Provided passage section start
Before handing pencil and paper to a group of inmates who attended a writing workshop in jail, Nate Johnson said he is a recovering alcoholic, he has battled depression and anxiety for much of his life, “And I used to be a prosecutor,” Johnson disclosed, adding, I didn’t like that kind of work, and I didn’t do it for very long.” Then came instructions for free writing, a technique Johnson brings to jails in the Minneapolis area some 40 times per month, tapping into what he sees as an extraordinary pool of literary talent brimming with insights about the criminal justice system, reports the New York Times. Inmates were told to write furiously, without interruption, for five minutes. The prose didn’t have to make sense. It needn’t be good. The only goal was to turn the sequence of thoughts generated by each prompt into a string of sentences without stopping to think.

The first of three prompts was “patience.” Then came “hard times.” And finally, “this city.”


After each burst of writing, the inmates took turns reading their compositions out loud. Some spoke sheepishly, barely above a murmur. Others, like Aaron Schnagl, delivered their work with theatrical flair.
Provided passage section end
Exercise data section start
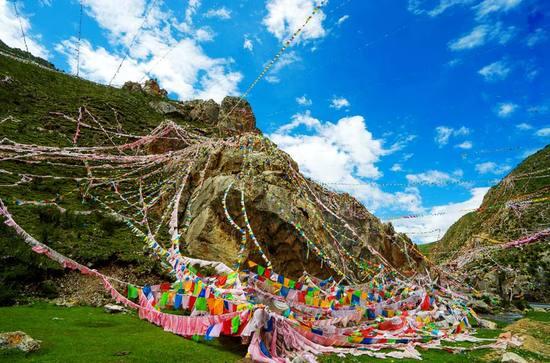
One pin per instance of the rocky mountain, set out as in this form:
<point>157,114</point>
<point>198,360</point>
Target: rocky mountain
<point>515,209</point>
<point>299,225</point>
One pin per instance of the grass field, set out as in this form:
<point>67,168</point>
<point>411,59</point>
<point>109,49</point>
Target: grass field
<point>86,334</point>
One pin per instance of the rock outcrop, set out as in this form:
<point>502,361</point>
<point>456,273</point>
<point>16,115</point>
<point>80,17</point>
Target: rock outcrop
<point>517,207</point>
<point>286,211</point>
Exercise data section end
▶ Required work
[a] In the article about the jail writing workshop, which three words or phrases did Johnson give the inmates to write about, in the order given?
[b] Go on with the article about the jail writing workshop, picking up after its last sentence.
None of the items have any bearing on what follows.

▶ Responses by task
[a] "Patience," "hard times," and "this city."

[b]
“Patience — sometimes I think we’re patients of the system, like good genes and good luck maybe missed us,” said Schnagl, 39. “Home of the brave, where you’re born a slave, and your own country treats you like an infidel.” Since 2019, Johnson has heard and read tens of thousands of dispatches from inmates. He has come to view this ever-expanding literary collection as an indictment of the criminal justice system. Too often, he said, understaffed and underfunded jails drive people deeper into despair, making recidivism more likely. Several prisons have writing programs that have generated critically acclaimed work and provided intimate glimpses into life behind bars. Few jails, which tend to be transient, have programs like Free Writers. Johnson is under no illusions that free writing will fix systemic problems in the criminal justice system. He is confident it can alleviate suffering and has the potential to change perceptions about people charged with crimes. “There are so many people in jail who are of above-average intelligence and even brilliant,” he said. “I wish we could stop thinking of these folks as a cancer on the body politic and recognize they can be an asset.”